- [Page]:
┌────────
I see becoming a Lobotomy Mom as the act of temporarily shutting off that part of your brain that says you should jump in to save, protect, guide, steer, or otherwise add your input into what your children are doing.
This is a crazy notion, I know, and I find this as hard to do as anyone else. But here are some times when we could all practice being a Lobotomy Mom and, in turn, help ourselves remain sane.
1. When your kids are having a disagreement
I have noticed that when my kids are arguing (and there isn’t blood being shed) that they tend to work it out much faster if I keep my opinions to myself. When I come in, their focus shifts from trying to convince each other they are right, to trying to convince me. It would be like if a marriage counselor came in every time you were having an argument with your spouse.
2. When they are working on homework
I don’t actually understand their homework anymore, so this is just best for everyone. And God help me if I try to explain anything the way I learned it because I will use the wrong language and do the wrong things and just be wrong.
3. When they are getting dressed
This is the battle I have the hardest time stepping back from. But really, if they want to look like a total weirdo, it’s on them, and I have had to let this go.
4. When they are cleaning their rooms
First of all, kids are crap at cleaning and will never do it the way you will (the right way). But if they don’t ever get the chance to do it, then they will always be crap at it.
5. When they are playing quietly
Do you ever find yourself saying, “Huh, it’s so quiet. I wonder what the kids are up to”? If your child is old enough to not be sticking things in an electrical outlet or shoving coins up their nose, then let them be. I often have to tell myself this.
6. When they are doing something dangerous, but not life-threatening.
I believe that before children become adults, they should be able to climb a tree, whittle with a pocket knife, deconstruct an appliance, ride a bike down a huge hill, walk on a slackline, and shoot a bow and arrow. I did all of these things, and I believe I am robbing them of something if I can’t let go of my own fears.
└────────
- [Materials provided]:
┌────────
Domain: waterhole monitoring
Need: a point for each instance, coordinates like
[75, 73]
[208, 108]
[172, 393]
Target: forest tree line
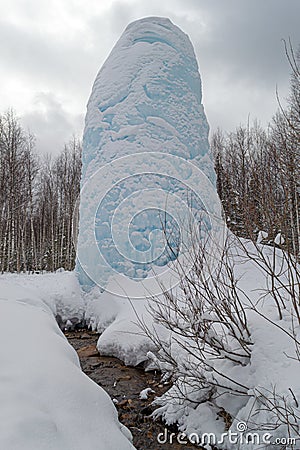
[37, 201]
[258, 176]
[258, 182]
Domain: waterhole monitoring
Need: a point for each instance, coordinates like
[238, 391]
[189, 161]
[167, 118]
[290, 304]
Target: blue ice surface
[152, 72]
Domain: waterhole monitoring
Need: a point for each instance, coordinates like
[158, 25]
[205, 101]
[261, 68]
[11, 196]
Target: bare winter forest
[258, 181]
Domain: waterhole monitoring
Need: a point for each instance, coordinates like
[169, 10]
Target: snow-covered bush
[232, 347]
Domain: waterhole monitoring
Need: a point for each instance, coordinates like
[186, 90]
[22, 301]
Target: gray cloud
[50, 123]
[237, 42]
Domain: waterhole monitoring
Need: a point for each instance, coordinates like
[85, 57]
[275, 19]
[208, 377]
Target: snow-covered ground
[46, 399]
[47, 402]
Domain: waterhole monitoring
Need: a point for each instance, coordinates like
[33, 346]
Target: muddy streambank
[124, 384]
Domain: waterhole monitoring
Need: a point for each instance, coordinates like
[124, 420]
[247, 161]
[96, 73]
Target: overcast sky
[51, 51]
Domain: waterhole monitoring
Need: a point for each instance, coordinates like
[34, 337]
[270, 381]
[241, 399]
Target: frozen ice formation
[145, 122]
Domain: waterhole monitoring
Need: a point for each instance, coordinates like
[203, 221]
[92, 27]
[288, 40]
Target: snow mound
[47, 402]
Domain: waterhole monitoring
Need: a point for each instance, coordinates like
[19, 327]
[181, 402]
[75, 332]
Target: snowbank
[47, 402]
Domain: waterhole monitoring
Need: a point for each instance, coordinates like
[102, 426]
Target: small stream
[124, 384]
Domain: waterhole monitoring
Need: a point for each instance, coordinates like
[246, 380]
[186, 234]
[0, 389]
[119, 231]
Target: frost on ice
[146, 98]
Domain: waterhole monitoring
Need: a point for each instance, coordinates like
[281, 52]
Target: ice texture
[146, 99]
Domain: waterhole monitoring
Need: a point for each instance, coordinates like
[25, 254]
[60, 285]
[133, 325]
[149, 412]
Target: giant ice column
[144, 119]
└────────
- [Written tasks]:
(1) Reproduce the stretch of the Lobotomy Mom piece from "4. When they" through "my own fears.", substituting "tightrope" for "slackline".
(2) Pull out each line of the records that contains the string "covered", treating uppercase and lowercase as distinct.

- [Results of the exercise]:
(1)
4. When they are cleaning their rooms
First of all, kids are crap at cleaning and will never do it the way you will (the right way). But if they don’t ever get the chance to do it, then they will always be crap at it.
5. When they are playing quietly
Do you ever find yourself saying, “Huh, it’s so quiet. I wonder what the kids are up to”? If your child is old enough to not be sticking things in an electrical outlet or shoving coins up their nose, then let them be. I often have to tell myself this.
6. When they are doing something dangerous, but not life-threatening.
I believe that before children become adults, they should be able to climb a tree, whittle with a pocket knife, deconstruct an appliance, ride a bike down a huge hill, walk on a tightrope, and shoot a bow and arrow. I did all of these things, and I believe I am robbing them of something if I can’t let go of my own fears.

(2)
Target: snow-covered bush
Target: snow-covered ground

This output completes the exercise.